Your answer must consist solely of the line containing "Could you please point out the shrub row" and each line after it through the end of the data, copied exactly.

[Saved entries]
Segment Open
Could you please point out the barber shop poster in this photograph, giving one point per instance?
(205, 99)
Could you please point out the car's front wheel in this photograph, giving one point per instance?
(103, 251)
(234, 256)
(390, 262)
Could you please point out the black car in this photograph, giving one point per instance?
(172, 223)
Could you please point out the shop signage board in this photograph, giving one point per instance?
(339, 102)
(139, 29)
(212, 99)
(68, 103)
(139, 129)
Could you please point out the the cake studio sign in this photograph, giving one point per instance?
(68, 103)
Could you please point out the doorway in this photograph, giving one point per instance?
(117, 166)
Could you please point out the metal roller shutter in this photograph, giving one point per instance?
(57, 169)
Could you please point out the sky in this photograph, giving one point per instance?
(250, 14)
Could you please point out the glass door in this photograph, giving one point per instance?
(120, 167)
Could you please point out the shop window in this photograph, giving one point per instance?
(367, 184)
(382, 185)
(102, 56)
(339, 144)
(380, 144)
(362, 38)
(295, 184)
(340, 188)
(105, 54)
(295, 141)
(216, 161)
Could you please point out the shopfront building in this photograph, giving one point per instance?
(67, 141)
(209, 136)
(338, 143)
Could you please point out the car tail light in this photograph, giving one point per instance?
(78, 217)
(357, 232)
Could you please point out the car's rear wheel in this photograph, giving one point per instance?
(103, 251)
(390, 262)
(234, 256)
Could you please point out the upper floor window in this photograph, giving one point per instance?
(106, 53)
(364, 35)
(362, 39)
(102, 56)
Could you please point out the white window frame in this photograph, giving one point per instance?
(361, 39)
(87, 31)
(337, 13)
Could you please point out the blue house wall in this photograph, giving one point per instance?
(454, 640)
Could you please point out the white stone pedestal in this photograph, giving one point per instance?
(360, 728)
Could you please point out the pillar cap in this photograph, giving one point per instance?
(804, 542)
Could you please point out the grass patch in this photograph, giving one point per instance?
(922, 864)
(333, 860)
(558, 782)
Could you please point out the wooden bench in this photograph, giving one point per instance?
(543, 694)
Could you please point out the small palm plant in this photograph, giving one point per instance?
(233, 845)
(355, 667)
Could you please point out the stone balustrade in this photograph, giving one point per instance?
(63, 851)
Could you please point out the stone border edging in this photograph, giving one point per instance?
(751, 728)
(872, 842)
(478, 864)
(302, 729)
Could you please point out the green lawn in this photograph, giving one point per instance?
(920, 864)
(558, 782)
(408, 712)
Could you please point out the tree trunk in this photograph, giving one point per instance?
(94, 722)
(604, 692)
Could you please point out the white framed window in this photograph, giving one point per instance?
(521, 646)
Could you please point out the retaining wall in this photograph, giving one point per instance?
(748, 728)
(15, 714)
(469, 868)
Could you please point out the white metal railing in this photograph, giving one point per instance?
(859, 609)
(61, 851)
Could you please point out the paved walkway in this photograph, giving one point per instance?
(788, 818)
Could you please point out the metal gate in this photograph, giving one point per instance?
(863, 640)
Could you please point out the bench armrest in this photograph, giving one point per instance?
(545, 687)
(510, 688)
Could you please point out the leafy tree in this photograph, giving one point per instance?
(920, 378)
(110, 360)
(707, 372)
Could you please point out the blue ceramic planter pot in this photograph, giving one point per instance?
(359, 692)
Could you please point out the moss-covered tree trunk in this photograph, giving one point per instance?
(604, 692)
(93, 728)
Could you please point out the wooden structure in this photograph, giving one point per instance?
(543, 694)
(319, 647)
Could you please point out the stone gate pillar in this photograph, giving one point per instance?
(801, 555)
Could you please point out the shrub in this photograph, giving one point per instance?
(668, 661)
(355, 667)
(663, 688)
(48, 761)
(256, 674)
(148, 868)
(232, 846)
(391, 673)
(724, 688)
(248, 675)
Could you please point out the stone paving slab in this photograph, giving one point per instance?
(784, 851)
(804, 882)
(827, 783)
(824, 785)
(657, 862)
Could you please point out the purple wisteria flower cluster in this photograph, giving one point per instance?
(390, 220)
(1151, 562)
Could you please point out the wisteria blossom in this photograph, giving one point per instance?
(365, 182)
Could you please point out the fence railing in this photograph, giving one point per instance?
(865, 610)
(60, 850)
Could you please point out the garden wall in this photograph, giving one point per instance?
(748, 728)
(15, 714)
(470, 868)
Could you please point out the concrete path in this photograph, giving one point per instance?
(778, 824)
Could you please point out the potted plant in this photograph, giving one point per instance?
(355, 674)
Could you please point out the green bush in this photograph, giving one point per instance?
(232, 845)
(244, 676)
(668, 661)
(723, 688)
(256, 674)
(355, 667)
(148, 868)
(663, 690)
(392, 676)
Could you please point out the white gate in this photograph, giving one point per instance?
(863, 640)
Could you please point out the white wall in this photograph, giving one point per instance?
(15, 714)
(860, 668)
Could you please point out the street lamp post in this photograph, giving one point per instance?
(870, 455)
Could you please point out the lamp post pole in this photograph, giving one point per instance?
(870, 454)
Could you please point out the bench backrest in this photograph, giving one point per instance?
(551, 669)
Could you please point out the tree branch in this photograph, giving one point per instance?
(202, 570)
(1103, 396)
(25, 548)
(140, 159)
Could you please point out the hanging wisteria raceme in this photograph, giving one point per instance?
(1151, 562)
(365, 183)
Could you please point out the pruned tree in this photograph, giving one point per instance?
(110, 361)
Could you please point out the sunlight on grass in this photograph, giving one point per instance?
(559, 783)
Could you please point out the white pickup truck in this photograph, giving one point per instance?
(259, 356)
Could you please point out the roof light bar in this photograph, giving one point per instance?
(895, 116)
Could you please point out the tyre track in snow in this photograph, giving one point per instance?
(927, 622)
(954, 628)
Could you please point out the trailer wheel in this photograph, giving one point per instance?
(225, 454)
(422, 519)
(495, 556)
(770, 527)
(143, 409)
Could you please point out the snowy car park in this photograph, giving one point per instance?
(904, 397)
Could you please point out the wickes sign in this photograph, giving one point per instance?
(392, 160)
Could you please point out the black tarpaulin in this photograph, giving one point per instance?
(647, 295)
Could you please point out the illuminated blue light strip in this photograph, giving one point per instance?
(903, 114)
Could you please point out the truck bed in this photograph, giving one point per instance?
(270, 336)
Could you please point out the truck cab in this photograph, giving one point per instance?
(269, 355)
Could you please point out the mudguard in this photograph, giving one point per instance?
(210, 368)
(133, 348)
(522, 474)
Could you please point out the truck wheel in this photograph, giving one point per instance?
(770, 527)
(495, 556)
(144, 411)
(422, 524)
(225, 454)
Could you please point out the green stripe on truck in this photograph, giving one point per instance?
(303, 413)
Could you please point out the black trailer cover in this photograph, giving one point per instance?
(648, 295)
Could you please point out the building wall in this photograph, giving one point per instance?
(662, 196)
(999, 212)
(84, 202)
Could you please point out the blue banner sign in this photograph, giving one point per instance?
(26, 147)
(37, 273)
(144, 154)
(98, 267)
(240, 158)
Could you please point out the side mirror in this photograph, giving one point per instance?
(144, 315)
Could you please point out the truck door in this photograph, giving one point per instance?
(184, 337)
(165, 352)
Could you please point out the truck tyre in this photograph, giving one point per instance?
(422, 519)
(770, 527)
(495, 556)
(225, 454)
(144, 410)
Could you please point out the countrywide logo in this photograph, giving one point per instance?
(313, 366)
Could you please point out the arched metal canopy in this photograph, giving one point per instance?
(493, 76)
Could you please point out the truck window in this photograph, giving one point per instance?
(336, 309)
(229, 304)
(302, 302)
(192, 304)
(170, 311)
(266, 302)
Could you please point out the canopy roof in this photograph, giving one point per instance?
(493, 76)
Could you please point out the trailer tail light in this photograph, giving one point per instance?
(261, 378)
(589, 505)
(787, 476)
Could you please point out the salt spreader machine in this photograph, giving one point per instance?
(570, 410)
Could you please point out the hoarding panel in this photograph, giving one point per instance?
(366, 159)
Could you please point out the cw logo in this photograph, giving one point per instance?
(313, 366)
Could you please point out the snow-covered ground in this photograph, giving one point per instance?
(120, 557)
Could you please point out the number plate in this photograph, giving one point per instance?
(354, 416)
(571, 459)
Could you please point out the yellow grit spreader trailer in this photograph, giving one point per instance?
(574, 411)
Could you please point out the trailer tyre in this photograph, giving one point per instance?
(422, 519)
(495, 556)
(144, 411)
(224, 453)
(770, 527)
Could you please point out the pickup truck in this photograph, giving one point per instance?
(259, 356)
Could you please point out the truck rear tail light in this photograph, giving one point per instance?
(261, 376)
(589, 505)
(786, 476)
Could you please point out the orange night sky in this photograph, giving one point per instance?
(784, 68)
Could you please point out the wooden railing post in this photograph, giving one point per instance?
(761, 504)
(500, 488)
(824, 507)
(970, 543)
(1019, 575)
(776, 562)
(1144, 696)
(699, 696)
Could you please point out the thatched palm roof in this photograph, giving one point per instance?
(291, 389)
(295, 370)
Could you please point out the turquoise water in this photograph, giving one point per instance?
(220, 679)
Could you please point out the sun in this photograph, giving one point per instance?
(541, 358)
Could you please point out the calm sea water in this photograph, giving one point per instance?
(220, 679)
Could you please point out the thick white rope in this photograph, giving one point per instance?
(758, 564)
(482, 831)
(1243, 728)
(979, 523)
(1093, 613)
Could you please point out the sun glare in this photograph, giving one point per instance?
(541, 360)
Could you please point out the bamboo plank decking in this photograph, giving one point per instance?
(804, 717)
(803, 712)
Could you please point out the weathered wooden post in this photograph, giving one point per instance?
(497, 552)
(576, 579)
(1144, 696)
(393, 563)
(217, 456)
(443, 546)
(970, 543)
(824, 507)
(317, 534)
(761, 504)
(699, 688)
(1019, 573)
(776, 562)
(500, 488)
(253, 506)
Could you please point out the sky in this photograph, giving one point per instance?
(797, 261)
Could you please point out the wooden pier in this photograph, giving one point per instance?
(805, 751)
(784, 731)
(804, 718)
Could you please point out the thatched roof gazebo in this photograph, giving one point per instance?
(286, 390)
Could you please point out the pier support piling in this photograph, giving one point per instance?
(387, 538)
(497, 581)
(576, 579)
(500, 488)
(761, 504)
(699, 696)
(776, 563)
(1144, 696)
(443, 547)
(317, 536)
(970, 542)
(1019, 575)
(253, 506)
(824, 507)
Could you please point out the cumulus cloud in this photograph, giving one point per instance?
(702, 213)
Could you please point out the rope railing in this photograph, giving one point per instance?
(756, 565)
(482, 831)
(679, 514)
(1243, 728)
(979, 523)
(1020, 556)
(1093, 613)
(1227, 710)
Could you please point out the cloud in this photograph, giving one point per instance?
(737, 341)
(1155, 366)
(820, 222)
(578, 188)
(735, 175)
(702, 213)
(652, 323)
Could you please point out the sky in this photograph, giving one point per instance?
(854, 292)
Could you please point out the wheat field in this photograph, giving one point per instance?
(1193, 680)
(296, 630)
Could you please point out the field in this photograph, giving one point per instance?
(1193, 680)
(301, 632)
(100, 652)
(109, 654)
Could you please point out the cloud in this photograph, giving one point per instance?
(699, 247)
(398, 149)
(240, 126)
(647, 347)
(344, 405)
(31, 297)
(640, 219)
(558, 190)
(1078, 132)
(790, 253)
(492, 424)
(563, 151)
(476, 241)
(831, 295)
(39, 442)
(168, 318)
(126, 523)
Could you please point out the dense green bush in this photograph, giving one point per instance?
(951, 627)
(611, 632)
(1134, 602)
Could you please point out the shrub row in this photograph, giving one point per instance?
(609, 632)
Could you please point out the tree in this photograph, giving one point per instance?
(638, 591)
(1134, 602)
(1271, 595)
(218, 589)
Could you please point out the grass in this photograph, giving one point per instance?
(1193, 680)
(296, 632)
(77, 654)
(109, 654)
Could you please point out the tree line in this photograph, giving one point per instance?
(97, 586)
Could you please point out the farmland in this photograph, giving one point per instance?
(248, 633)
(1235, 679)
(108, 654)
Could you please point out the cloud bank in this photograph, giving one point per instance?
Segment Closed
▶ [REPLY]:
Could you please point out the shrub row in this photograph, giving one point per instance?
(609, 632)
Could you please point out the tree in this photograph, giving one point per instance?
(638, 591)
(1134, 602)
(1271, 595)
(218, 589)
Could you please point out the grass in this photograph, giving one point per instance?
(1193, 680)
(296, 632)
(77, 654)
(109, 654)
Could you please point out the tree line in this photograph, giving one point per instance?
(97, 586)
Could you please point out the farmland in this photograph, giving one point per instance?
(248, 633)
(1235, 679)
(108, 654)
Could you please point out the cloud bank in this photograph, giving one point per instance?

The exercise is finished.